— START OF Extract to read —
Section 17701.7 of the California Corporations Code sets up two arguably contradictory rules.  Subdivision (b) provides that unless displaced by "particular provisions" of the California Revised Uniform Limited Liability Company Act, the principles of law and equity supplement the CARULLCA.  This provision constricts the RULLCA's usurpation of the Common Law by providing that the lex scripta does not displace the lex non scripta unless a particular provision of the lex scripta applies.   Subdivision (c) in contrast expands the RULLCA's usurpation of the Common Law by providing that "rules that statutes in derogation of the common law are to be strictly construed shall have no application to this title [CARULLCA]".   Subdivision (b) suggests that judges should interpret RULLCA's statutory provisions narrowly while Subdivision (c) implies that they are free to interpret those statutes broadly even should those statutes conflict with the Common Law.  

 Subdivision (b) was copied from Section 111 of the Uniform Limited Liability Company Act.  Conspicuously absent from the ULLCA is a provision analogous to Subdivision (c).  In fact, Subdivision (c) has no analogue in any other entity provision of the California Corporations Code.  

So what, if anything, did the legislature intend by including both Subdivisions in the CARULLCA?
— END OF Extract to read —
— START OF Listing —
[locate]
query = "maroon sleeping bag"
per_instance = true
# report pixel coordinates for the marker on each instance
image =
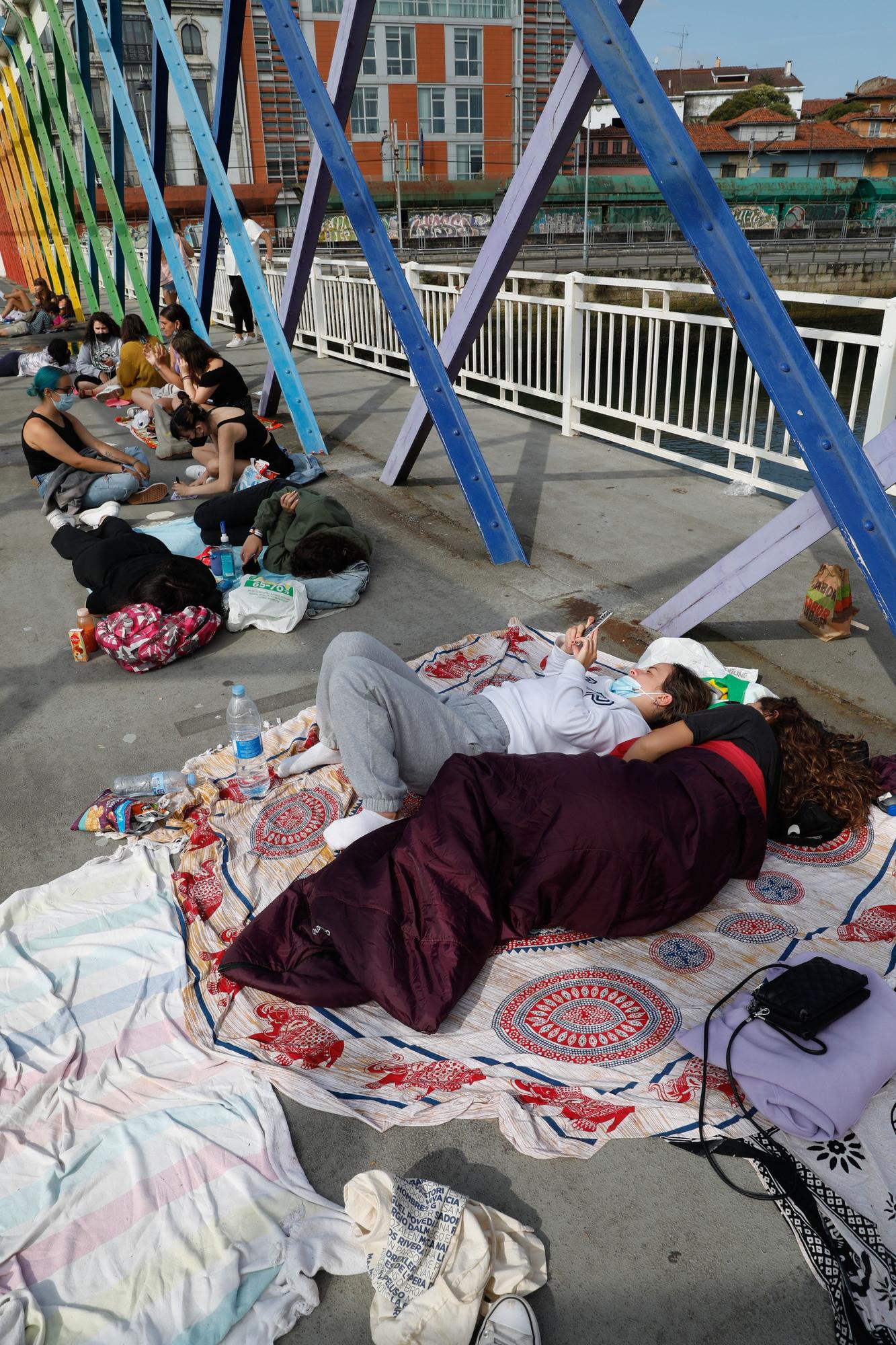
(503, 845)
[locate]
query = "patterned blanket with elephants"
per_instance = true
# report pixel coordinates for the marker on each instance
(564, 1040)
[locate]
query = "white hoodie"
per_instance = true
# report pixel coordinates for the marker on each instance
(565, 711)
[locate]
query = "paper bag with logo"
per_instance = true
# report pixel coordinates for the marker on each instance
(827, 609)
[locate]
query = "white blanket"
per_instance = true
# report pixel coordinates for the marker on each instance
(149, 1191)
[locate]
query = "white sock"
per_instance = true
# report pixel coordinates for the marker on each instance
(95, 517)
(311, 761)
(341, 835)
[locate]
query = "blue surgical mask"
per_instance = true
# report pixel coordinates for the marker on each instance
(626, 687)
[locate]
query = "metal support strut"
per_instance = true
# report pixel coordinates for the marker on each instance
(452, 426)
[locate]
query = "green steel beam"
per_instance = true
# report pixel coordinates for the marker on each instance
(56, 181)
(60, 71)
(104, 173)
(72, 159)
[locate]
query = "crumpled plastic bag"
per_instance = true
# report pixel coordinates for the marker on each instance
(267, 605)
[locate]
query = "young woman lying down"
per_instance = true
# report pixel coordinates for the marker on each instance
(503, 845)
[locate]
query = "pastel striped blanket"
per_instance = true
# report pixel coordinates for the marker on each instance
(149, 1191)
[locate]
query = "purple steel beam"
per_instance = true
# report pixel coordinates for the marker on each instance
(801, 525)
(345, 68)
(560, 123)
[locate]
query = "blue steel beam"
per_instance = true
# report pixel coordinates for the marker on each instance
(842, 474)
(155, 201)
(560, 123)
(233, 20)
(460, 445)
(83, 34)
(247, 260)
(158, 154)
(345, 68)
(116, 142)
(60, 71)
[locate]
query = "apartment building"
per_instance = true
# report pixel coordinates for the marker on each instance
(198, 26)
(438, 98)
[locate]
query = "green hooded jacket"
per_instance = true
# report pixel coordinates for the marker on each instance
(314, 514)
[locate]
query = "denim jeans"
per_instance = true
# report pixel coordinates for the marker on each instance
(42, 322)
(118, 486)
— END OF Listing —
:: Problem set ::
**A.** Translate this sentence from the passage on Section 17701.7 into Spanish: "Subdivision (b) was copied from Section 111 of the Uniform Limited Liability Company Act."
**B.** Return, word for word, the stretch of the passage on Section 17701.7 that runs from "Subdivision (b) was" up to and including "California Corporations Code.".

:: Full solutions ::
**A.** La Subdivisión (b) se copió de la Sección 111 de la Ley Uniforme de Compañías de Responsabilidad Limitada.

**B.**
Subdivision (b) was copied from Section 111 of the Uniform Limited Liability Company Act.  Conspicuously absent from the ULLCA is a provision analogous to Subdivision (c).  In fact, Subdivision (c) has no analogue in any other entity provision of the California Corporations Code.